Objective »
Format every line of the listing below as a numbered list, dropping any blank lines.

Excerpts from a pointing dataset:
******

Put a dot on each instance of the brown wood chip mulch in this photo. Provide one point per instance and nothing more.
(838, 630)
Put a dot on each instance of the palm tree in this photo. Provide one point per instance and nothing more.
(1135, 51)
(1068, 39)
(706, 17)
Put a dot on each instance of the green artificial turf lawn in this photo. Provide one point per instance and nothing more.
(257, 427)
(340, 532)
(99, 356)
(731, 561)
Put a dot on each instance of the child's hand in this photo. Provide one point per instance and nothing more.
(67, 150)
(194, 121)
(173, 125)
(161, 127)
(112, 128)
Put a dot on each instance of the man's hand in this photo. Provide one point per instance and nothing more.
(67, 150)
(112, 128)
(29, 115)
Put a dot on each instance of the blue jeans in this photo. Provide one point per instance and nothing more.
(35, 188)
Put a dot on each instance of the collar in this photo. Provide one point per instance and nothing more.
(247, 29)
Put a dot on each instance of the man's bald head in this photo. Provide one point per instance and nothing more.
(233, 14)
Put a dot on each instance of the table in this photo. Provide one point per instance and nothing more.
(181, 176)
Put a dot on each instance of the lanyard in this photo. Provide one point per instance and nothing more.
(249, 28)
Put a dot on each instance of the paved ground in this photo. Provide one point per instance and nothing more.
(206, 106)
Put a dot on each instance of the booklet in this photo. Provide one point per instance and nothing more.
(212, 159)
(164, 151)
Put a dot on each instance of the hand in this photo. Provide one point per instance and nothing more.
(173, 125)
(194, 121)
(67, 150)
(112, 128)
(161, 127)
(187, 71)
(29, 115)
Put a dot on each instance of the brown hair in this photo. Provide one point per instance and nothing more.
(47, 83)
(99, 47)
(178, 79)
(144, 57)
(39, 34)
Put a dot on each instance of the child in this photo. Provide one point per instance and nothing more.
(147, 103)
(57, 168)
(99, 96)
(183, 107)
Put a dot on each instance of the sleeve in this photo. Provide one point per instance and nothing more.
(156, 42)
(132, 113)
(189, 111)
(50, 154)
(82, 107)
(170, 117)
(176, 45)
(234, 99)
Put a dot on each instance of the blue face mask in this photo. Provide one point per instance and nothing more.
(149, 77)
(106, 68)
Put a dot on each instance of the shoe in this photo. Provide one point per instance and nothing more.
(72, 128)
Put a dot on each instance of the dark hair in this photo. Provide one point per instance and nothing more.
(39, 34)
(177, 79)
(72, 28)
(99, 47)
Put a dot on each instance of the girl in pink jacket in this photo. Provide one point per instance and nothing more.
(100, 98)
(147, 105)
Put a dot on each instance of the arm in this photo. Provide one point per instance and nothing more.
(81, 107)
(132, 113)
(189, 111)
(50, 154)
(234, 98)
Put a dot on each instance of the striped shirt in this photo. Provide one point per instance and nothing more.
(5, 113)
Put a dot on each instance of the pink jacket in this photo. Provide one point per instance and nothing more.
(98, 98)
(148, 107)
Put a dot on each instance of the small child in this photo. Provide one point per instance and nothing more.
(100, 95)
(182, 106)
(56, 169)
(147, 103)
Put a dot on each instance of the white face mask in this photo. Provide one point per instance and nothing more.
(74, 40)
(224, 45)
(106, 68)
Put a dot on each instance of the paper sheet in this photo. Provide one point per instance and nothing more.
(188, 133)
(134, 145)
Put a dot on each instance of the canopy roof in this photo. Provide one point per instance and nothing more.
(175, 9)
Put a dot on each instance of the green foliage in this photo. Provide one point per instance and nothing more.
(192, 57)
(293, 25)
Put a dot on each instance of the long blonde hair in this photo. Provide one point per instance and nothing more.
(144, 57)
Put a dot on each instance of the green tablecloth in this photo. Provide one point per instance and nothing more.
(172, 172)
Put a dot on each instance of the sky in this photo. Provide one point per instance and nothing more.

******

Solution »
1. Put a dot on each instance of the brown wood chip mulch in this photo. Provide one point per instance and nothing more.
2. (838, 630)
3. Put a dot on each instance of the palm tree in this photo. Provide one point per instance and nothing more.
4. (1135, 51)
5. (1068, 39)
6. (706, 17)
7. Put a dot on each instance of the green artificial turf lawn in this photo. Provide one point per instance and nothing more.
8. (257, 427)
9. (340, 532)
10. (99, 356)
11. (731, 561)
12. Put a dot on each instance of the child's hand in this photo. Provide one point per instance and nothing more.
13. (67, 150)
14. (194, 121)
15. (173, 125)
16. (161, 127)
17. (112, 128)
18. Put a dot on each instance of the man's hand in this photo. Provide one point per instance and nothing more.
19. (67, 150)
20. (112, 128)
21. (29, 115)
22. Put a dot on each instance of the blue jeans in this photo. Provide one point per instance and nothing more.
23. (35, 188)
24. Put a dot on each instance of the collar in this photo. Provide one point per instance and nothing more.
25. (247, 29)
26. Put a dot on each instance of the man's bald head in this photo. Provide one point per instance and nothing more.
27. (233, 14)
28. Put a dot on each instance of the table in this photo. Provide one point per instance and nothing more.
29. (181, 176)
30. Put a dot on each instance of the lanyard in this photo. Provide one point per instance and nothing more.
31. (249, 28)
32. Put a dot on each instance of the paved ground in this photo. Provide one point per instance and nothing more.
33. (206, 106)
34. Put a dot on each instance of the booklet in this photo. Provide one point per instance and nothing more.
35. (212, 159)
36. (164, 151)
37. Put a dot on each instance of the hand in this photo. Provide one point per instance and nothing more.
38. (173, 125)
39. (194, 121)
40. (67, 150)
41. (112, 128)
42. (161, 127)
43. (187, 71)
44. (29, 115)
45. Put a dot on each instance of the brown hair in this photo. Provide one point per instance and nothing more.
46. (47, 83)
47. (99, 47)
48. (178, 79)
49. (144, 57)
50. (39, 34)
51. Put a dot on each instance of the child in this photo. Provide one point per instance and nothing more.
52. (147, 103)
53. (57, 168)
54. (99, 96)
55. (183, 107)
56. Put a dot on each instance of the sleeve in this photo. Provide one point per instance and nothing more.
57. (156, 42)
58. (132, 113)
59. (189, 111)
60. (50, 154)
61. (82, 107)
62. (170, 117)
63. (176, 45)
64. (234, 99)
65. Put a dot on each instance of the blue face mask in this photo. Provide one point per instance and nothing more.
66. (149, 77)
67. (106, 68)
68. Put a dot on each instance of the shoe in this photo. Provide one point per instance and nothing more.
69. (72, 128)
70. Put a dot on each instance of the dark hair in this photo. Provide one point per instance and nothing more.
71. (39, 34)
72. (177, 79)
73. (72, 28)
74. (99, 47)
75. Put a dot on each instance of the girl in pink jacket in this photo. Provide one point per instance and nothing more.
76. (100, 98)
77. (147, 105)
78. Put a dot on each instance of the arm in this photo. Provide one point per instance and nothing more.
79. (81, 107)
80. (132, 113)
81. (189, 111)
82. (50, 154)
83. (234, 98)
84. Put a dot on each instance of the striped shirt in this photo. Provide one point per instance and nothing more.
85. (5, 113)
86. Put a dot on each instance of the pink jacket in this photo. Provide one point per instance and nothing more.
87. (98, 98)
88. (148, 107)
89. Put a dot on each instance of the small child in this photo. Provide one point per instance and nothing more.
90. (100, 95)
91. (182, 106)
92. (56, 169)
93. (147, 103)
94. Put a dot on each instance of the white face mask in this photo. Provide one point per instance and nothing more.
95. (74, 40)
96. (224, 45)
97. (106, 68)
98. Put a dot on each instance of the paper sheet in this photo. Provide one point per instance and nothing more.
99. (188, 133)
100. (134, 145)
101. Put a dot on each instance of the canopy roof in this photo. Provide one point per instance and nothing more.
102. (175, 9)
103. Put a dot on each instance of the green foliage in this photo. Provide one point per instance and nothing more.
104. (192, 57)
105. (293, 25)
106. Put a dot on each instance of the long blonde hair in this photo. Provide one point per instance and nothing more.
107. (144, 57)
108. Put a dot on each instance of the green tablecloth in this photo. Provide one point per instance and nothing more.
109. (172, 172)
110. Put a dot on each instance of the sky in this photo. Provide one point per instance and nothing more.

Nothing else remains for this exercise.